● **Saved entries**
--------------------

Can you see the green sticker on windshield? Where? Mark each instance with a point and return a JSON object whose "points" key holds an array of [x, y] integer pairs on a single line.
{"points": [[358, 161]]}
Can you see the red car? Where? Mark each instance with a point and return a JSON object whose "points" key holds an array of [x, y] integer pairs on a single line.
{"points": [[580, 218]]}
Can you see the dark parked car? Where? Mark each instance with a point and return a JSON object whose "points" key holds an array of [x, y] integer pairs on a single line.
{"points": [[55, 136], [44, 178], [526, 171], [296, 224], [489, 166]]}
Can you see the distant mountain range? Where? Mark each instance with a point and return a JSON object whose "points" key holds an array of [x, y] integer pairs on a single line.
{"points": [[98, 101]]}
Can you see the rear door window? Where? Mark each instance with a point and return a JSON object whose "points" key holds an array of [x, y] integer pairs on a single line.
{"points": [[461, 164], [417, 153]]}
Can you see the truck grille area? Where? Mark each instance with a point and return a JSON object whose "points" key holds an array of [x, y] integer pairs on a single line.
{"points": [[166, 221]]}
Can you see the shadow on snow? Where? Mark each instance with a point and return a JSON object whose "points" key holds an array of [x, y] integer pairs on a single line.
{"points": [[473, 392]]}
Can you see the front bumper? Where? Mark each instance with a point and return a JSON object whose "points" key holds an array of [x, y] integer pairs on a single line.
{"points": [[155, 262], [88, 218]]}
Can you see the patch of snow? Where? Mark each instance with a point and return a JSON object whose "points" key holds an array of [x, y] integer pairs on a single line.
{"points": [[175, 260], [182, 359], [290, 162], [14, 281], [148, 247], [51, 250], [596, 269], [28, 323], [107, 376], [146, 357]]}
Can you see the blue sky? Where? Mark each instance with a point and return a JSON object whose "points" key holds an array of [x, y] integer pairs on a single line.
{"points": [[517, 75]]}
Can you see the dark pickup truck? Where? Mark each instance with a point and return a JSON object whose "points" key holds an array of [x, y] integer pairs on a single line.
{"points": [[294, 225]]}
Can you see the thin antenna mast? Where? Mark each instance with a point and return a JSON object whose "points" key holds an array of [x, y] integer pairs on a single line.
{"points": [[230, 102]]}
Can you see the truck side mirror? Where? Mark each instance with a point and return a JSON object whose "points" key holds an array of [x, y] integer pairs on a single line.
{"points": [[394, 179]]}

--------------------

● **Exercise instructions**
Above are the entries; give them back verbatim.

● **Written response**
Can you see the green sticker on windshield? Where? Mark each instance with a point and return a JSON object whose "points" key holds an array of [x, y] integer pairs on a single line.
{"points": [[358, 161]]}
Can you see the red car? Where? Mark each instance with a point and return a JSON object whose "points" key holds an array of [x, y] integer pairs on a single line.
{"points": [[580, 218]]}
Can you see the dark parked car? Where? Mark each instance with a point and return a JSON object whose "points" key holds an array of [x, y] integer pairs on a single line.
{"points": [[55, 136], [44, 178], [526, 171], [296, 224], [489, 166]]}
Can you see the distant mountain range? Where? Mark each instance with a point and return a JSON object whose "points" key holds an array of [x, y] integer pairs on a single line.
{"points": [[98, 101]]}
Can you see the rear door window? Where? Mark each instance with a point and return a JSON object whose "points" key holds an array of [x, y] integer pairs on a single line.
{"points": [[461, 164], [417, 153]]}
Can you see the truck grille area? Where? Mark each instance with a point and return a JSON object whose "points" key holds an array of [x, y] integer pairs on a single line.
{"points": [[166, 221]]}
Can you see the shadow on snow? Where? Mark each instance with a point and return a JSON object whose "points" key holds an array of [x, y] integer pairs on a single line.
{"points": [[473, 392]]}
Can you see the front bumper? Where? Mark each instance with a point and return a JSON object whose "points" key holds an array of [x, y] integer pairs on a single line.
{"points": [[155, 262], [88, 218]]}
Can you see the patch of snow? Where? Mark each instance with a point and return a JSON object whose "points" key holds an array of [x, y] integer pairs on a single line.
{"points": [[175, 260], [182, 359], [290, 162], [14, 281], [148, 247], [51, 250], [596, 269], [28, 323], [107, 376], [146, 357]]}
Can you see the blue sky? Where? Mark each instance with a point and return a JSON object whose "points" key holds an array of [x, y] integer pairs on a single line.
{"points": [[517, 75]]}
Can you see the dark pickup truck? Where? Mark each instance with a point and return a JSON object whose "points" key holds an array of [x, y] integer pairs on a single line.
{"points": [[294, 225]]}
Can you see the thin antenna mast? Where? Mark each instance with a point and return a JSON object whose "points" key holds an array of [x, y] integer pairs on a single line.
{"points": [[230, 102]]}
Can you see the truck side mirror? Where? Mark each instance with a point and return a JSON object whose "points" key holds an array of [x, y] integer pairs on a single line.
{"points": [[394, 179]]}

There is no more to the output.